**Task:** Reproduce the material below with every "moss" replaced by "lichen" and nothing else changed, and leave the pictures out of your answer.

**Exercise data:**
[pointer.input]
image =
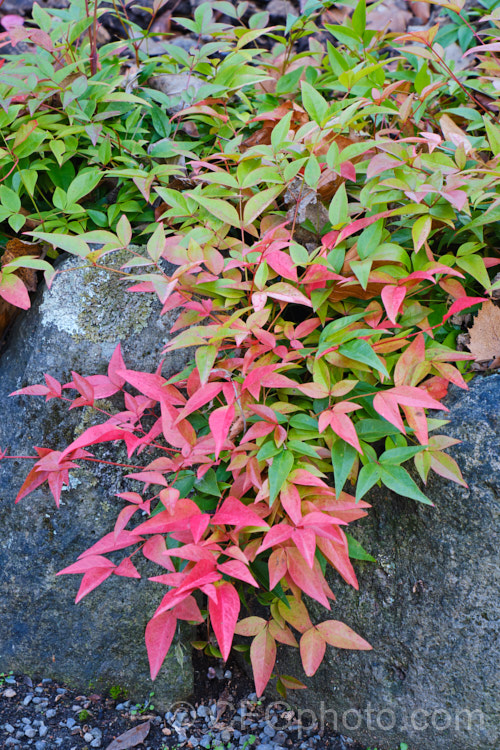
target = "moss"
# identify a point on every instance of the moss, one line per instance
(99, 323)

**Written response:**
[pointer.input]
image =
target = "lichen"
# identify a point on every instance of the lichen, one line per instance
(99, 323)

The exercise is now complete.